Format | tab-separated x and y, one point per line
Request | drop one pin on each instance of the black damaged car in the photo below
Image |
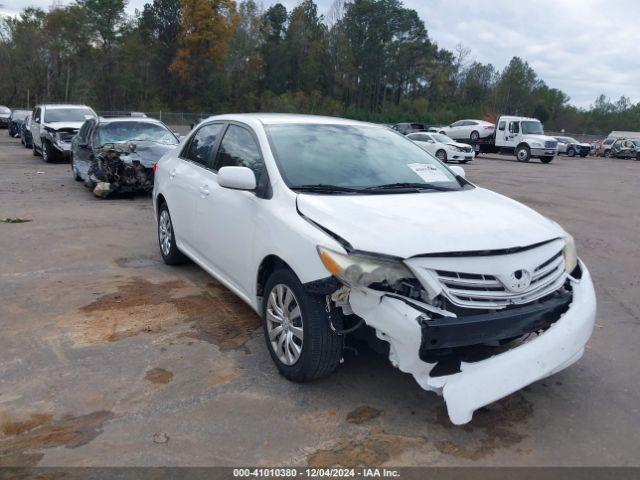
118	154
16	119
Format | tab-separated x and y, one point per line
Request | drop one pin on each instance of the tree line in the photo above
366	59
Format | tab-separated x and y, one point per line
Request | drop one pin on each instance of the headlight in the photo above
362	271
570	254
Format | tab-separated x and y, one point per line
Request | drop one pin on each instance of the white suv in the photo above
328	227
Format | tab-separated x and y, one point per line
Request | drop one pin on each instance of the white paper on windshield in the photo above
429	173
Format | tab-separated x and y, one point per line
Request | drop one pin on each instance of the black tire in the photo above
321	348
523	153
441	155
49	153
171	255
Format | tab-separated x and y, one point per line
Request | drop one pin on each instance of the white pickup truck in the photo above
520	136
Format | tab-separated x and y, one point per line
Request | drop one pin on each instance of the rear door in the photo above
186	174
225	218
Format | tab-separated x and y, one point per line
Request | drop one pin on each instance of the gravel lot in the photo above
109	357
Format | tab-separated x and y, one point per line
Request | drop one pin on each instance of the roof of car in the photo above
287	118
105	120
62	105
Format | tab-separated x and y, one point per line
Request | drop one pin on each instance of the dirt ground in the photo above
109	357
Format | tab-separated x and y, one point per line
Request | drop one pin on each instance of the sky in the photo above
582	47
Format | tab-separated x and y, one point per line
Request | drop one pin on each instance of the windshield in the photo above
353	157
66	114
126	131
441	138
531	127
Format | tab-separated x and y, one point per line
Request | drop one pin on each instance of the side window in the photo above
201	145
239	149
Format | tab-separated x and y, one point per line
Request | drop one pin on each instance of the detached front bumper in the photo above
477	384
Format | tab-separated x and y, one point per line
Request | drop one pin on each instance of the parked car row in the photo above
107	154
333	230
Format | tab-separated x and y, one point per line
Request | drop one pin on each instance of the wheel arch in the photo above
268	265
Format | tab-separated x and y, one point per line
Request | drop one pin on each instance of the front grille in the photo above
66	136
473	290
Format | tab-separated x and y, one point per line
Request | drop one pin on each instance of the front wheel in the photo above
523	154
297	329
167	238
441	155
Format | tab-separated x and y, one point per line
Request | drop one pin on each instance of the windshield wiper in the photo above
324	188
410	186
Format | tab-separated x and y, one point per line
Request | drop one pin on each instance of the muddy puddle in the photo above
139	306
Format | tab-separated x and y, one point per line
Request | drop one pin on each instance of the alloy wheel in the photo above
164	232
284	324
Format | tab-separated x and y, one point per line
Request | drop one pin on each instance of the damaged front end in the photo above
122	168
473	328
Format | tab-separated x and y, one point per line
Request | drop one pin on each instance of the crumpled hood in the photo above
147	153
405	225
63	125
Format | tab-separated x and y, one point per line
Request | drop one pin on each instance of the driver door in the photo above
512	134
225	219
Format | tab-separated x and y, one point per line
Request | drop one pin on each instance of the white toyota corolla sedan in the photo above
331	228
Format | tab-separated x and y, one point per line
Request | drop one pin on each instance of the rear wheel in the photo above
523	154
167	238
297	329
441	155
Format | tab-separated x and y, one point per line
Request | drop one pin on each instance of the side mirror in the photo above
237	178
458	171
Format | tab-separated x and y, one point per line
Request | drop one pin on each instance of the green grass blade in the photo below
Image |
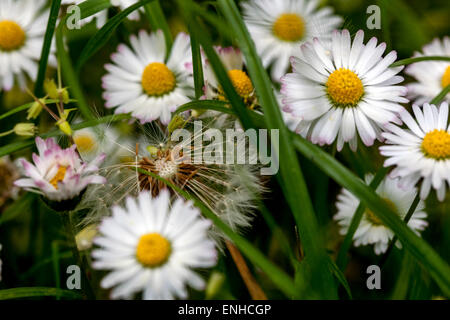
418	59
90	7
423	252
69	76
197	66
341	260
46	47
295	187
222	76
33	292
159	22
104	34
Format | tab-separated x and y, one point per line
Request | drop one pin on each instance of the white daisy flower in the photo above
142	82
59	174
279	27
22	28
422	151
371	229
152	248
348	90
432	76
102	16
---*---
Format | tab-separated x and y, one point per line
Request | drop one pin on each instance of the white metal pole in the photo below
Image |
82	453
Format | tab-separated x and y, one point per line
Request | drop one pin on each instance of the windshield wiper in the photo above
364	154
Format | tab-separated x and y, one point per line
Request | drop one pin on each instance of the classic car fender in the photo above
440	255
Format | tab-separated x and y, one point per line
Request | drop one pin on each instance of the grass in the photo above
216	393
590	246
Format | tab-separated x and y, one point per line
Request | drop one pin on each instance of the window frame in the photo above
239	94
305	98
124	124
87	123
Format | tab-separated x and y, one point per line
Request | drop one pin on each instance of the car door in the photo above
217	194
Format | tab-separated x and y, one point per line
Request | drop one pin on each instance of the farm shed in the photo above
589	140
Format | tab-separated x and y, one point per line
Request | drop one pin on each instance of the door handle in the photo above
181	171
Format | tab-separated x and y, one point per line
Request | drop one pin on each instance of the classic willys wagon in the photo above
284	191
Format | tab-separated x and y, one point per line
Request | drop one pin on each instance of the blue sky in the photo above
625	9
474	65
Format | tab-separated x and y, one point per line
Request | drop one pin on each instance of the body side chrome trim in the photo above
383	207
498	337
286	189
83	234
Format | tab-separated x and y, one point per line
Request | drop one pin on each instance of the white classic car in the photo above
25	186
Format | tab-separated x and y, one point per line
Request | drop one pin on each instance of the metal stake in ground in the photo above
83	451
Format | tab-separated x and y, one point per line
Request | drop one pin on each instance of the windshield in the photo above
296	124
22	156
---*---
• [Required work]:
If a line of the data contains "below", copy it out.

• [Task answer]:
Request | drop one pin on each instance of the black damaged car in the photo below
Request | drop one pin on each instance of the green grass blade in the photo below
Request | drop one pin on each instance of the white metal pole in the photo below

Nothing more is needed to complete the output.